Work request: Transcribe the listing below only from the line with "find hillside |" up to and including the line with "find calm water".

Data provided:
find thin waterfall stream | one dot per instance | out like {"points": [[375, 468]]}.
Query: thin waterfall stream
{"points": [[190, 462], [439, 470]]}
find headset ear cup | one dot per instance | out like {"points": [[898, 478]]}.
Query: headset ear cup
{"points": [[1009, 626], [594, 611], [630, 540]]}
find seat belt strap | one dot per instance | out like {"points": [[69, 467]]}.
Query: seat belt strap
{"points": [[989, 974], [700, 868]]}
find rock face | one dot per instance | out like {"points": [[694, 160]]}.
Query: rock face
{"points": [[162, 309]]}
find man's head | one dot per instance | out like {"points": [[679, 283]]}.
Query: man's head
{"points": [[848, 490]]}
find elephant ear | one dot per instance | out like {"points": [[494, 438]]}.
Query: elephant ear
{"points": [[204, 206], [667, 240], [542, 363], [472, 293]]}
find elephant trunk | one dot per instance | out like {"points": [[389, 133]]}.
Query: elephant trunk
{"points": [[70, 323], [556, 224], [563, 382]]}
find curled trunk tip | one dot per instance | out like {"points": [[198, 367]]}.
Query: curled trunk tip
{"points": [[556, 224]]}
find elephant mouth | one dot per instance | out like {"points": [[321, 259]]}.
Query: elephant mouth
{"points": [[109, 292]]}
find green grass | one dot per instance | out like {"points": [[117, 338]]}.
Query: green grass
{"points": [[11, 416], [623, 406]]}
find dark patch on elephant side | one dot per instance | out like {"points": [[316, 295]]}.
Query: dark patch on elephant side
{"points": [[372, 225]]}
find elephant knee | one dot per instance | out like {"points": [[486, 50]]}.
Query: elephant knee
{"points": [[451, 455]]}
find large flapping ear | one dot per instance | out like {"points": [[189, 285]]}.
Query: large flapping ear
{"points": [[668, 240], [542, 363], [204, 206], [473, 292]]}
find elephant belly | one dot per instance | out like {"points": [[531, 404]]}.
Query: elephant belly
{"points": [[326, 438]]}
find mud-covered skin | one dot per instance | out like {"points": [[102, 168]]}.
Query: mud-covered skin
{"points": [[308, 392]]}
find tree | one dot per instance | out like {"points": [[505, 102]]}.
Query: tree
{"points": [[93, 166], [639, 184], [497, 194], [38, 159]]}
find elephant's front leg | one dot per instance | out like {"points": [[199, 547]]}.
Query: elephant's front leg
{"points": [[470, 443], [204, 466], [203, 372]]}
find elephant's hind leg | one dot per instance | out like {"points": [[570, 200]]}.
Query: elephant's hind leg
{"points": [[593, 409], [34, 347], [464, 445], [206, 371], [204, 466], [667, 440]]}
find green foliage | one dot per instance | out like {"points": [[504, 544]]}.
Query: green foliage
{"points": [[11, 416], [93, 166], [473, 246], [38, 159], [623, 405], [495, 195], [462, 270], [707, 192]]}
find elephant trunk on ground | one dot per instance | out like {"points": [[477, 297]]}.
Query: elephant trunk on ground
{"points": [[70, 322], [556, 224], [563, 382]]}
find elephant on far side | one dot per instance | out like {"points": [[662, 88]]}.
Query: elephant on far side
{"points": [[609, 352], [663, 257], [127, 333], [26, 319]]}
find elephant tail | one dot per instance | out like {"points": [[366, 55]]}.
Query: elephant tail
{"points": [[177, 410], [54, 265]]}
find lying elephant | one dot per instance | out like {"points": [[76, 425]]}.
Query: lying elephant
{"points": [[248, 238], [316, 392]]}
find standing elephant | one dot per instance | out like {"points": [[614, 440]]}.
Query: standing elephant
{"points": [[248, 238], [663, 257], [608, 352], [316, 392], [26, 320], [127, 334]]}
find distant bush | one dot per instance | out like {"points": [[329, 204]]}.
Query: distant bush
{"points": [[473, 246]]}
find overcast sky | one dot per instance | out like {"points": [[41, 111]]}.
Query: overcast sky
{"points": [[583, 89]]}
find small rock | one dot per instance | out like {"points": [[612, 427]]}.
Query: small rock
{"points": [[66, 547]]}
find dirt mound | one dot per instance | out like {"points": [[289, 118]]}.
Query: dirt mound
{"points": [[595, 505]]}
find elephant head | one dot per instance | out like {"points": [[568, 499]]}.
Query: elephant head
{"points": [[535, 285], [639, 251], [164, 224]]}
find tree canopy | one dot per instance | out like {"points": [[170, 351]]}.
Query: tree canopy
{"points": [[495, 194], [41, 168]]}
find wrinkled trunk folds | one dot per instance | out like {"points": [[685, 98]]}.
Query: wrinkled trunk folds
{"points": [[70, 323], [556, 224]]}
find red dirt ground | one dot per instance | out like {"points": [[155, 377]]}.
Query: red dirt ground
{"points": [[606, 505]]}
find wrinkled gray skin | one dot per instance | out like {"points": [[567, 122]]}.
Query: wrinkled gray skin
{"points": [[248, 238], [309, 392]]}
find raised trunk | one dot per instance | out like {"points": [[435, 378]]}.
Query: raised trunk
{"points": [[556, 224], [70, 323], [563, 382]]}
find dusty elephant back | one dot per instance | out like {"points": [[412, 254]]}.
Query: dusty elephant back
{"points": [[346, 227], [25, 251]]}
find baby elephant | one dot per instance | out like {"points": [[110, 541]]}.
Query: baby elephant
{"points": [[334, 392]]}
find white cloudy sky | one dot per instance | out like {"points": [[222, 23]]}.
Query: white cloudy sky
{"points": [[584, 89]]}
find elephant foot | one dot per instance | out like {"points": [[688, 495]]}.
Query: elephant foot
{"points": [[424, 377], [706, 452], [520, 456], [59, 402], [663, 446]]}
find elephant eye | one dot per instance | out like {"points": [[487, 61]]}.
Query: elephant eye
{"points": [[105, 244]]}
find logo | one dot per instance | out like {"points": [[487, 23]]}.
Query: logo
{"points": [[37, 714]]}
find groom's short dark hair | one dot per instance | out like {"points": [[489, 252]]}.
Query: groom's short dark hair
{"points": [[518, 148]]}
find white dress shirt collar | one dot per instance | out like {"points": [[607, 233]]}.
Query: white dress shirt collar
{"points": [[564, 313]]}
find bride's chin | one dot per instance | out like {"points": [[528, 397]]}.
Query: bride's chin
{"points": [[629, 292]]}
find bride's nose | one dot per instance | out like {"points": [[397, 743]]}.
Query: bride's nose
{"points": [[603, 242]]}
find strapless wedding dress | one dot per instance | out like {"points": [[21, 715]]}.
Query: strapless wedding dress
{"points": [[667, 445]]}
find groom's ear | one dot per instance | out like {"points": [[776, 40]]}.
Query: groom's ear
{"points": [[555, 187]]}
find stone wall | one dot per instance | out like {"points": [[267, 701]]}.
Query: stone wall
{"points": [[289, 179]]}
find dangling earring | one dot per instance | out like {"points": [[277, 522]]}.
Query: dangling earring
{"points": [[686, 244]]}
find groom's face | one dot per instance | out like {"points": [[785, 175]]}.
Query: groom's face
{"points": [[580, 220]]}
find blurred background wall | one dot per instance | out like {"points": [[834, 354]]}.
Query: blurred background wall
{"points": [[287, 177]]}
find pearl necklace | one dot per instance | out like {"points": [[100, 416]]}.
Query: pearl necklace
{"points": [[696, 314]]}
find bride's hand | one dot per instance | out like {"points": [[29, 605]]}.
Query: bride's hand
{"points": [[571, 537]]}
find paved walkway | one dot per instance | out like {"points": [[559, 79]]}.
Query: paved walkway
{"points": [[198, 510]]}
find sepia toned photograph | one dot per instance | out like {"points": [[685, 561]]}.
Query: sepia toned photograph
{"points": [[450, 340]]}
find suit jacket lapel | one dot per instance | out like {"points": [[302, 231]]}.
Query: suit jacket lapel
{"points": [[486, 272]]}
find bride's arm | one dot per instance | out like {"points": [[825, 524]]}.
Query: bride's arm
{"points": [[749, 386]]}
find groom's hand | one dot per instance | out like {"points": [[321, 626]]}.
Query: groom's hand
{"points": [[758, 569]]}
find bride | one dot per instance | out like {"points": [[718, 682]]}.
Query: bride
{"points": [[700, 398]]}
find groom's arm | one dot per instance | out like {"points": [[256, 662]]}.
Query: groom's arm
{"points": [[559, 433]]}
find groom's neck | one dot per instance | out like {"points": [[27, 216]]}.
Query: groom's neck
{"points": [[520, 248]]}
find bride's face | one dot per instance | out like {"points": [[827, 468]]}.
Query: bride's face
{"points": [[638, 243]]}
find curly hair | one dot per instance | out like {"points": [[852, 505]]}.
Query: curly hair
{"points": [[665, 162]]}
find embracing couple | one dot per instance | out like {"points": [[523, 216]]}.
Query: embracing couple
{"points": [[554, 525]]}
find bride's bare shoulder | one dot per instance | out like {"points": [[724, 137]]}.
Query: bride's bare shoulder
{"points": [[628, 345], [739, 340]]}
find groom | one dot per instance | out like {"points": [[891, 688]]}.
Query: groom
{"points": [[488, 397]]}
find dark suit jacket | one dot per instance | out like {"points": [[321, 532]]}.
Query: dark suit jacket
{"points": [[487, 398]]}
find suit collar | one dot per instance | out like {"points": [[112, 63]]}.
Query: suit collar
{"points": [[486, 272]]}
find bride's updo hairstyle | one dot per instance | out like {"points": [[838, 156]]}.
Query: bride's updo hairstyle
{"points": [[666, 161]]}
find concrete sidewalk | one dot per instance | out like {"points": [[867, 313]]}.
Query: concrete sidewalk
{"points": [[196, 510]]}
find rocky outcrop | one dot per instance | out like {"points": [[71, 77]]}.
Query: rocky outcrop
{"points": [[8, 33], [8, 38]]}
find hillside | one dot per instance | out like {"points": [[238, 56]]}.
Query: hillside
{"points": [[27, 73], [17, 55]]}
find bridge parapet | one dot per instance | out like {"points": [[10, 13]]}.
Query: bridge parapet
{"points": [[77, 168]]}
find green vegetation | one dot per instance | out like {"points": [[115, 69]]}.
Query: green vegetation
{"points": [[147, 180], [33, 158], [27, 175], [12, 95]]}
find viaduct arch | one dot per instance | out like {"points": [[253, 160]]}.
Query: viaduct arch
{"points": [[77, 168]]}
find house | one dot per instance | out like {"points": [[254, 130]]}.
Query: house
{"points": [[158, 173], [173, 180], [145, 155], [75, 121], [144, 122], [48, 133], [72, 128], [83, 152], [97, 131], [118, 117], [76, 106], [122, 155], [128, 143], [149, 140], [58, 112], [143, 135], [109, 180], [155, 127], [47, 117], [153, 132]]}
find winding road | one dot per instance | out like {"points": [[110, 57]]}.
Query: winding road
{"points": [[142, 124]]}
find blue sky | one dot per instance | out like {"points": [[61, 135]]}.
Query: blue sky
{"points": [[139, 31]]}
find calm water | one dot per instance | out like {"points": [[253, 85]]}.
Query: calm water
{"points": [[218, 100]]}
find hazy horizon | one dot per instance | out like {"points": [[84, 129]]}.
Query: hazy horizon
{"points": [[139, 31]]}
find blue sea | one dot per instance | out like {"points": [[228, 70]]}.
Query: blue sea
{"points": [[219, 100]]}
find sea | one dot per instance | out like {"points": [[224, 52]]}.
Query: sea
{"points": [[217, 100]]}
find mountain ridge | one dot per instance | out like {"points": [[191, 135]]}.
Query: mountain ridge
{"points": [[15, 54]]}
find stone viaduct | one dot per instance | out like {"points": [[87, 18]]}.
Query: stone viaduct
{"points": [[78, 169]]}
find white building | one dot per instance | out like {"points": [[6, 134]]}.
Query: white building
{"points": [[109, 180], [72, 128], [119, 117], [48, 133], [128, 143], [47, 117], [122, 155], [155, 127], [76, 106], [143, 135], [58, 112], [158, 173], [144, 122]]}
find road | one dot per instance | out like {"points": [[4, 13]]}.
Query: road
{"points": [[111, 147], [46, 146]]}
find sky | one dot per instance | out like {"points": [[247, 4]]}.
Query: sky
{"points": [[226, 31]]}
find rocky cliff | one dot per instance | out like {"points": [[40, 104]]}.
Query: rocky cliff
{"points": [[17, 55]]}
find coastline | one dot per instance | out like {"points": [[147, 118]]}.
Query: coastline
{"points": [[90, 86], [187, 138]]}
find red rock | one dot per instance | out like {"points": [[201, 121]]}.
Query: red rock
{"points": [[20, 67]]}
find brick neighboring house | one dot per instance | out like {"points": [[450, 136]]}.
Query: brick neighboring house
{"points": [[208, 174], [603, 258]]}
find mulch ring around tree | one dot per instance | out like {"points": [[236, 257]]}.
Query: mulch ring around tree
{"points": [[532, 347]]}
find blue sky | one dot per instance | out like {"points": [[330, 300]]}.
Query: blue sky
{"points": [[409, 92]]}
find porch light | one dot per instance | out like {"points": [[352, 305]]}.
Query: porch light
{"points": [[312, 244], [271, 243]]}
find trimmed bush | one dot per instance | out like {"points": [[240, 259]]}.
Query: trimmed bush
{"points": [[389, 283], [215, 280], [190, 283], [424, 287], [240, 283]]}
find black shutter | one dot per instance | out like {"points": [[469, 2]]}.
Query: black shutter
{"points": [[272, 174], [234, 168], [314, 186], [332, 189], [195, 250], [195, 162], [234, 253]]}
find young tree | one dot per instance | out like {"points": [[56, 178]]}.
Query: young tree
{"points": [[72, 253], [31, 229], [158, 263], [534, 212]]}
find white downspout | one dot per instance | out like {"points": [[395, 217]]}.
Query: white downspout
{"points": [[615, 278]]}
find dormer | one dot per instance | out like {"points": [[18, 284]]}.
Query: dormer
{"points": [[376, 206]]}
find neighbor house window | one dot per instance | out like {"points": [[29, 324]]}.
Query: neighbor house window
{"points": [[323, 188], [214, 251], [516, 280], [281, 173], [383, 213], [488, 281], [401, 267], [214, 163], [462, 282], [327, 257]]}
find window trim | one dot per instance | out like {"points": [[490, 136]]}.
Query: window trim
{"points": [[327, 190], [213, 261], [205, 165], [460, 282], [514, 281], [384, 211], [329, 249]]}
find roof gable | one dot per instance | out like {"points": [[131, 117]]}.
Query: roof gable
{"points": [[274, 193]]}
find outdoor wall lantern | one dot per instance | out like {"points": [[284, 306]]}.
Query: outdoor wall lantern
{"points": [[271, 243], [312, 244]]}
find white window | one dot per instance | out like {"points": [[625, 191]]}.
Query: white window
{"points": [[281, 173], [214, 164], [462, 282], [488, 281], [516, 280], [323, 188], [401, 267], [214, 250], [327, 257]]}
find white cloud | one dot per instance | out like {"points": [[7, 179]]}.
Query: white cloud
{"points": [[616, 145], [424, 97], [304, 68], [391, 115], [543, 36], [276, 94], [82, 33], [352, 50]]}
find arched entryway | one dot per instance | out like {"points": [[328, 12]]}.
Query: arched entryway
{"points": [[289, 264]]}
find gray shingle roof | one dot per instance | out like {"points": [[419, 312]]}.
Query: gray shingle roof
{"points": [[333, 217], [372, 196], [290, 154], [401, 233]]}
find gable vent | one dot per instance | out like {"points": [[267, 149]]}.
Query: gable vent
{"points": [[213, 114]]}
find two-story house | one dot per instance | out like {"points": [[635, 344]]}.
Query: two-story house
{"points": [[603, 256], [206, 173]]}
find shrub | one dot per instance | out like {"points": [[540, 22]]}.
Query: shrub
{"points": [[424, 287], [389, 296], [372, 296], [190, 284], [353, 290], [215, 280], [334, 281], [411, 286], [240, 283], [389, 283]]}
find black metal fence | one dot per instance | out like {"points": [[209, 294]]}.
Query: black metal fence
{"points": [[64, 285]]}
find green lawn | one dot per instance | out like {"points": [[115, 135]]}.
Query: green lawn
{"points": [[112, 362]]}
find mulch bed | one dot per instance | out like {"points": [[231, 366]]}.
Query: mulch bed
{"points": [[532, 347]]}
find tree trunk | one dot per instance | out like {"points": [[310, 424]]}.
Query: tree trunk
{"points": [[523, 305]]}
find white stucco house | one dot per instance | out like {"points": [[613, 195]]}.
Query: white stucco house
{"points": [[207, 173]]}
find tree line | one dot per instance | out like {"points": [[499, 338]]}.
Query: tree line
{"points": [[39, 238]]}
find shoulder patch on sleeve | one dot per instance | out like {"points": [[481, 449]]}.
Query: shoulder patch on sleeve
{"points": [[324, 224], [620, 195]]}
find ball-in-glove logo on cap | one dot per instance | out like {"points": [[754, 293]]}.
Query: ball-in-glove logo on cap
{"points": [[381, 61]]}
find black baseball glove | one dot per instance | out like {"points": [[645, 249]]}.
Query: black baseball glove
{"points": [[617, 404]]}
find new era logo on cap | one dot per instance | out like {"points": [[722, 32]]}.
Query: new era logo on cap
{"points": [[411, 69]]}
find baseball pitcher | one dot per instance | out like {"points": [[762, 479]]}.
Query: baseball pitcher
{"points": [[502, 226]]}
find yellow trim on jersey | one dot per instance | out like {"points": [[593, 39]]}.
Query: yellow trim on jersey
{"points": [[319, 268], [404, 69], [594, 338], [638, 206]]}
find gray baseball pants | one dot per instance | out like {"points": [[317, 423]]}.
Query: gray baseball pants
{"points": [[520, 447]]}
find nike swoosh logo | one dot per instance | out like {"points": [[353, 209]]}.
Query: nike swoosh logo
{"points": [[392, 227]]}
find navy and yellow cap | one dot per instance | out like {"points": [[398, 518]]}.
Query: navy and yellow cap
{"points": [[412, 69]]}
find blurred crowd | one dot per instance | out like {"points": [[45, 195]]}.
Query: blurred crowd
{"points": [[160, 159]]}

Your response:
find hillside | one dot per instance | out like {"points": [[238, 56]]}.
Query: hillside
{"points": [[27, 73], [17, 55]]}
find bridge parapet | one dot per instance | out like {"points": [[10, 13]]}.
Query: bridge parapet
{"points": [[77, 168]]}
find green vegetation | one dot per instance | out like {"points": [[115, 69]]}.
Query: green vegetation
{"points": [[147, 180], [33, 158], [27, 175], [12, 95]]}
find viaduct arch | one dot per instance | out like {"points": [[253, 160]]}.
Query: viaduct arch
{"points": [[77, 168]]}
find house | one dot per instance | out like {"points": [[254, 130]]}.
Query: house
{"points": [[158, 173], [173, 180], [145, 155], [75, 121], [144, 122], [48, 133], [72, 128], [83, 152], [97, 131], [118, 117], [76, 106], [122, 155], [128, 143], [149, 140], [58, 112], [143, 135], [109, 180], [155, 127], [47, 117], [153, 132]]}
find winding road | one dot per instance | out like {"points": [[110, 57]]}.
Query: winding road
{"points": [[142, 124]]}
find blue sky | one dot per instance | out like {"points": [[61, 135]]}.
Query: blue sky
{"points": [[139, 31]]}
find calm water | one dot per instance | out like {"points": [[253, 85]]}.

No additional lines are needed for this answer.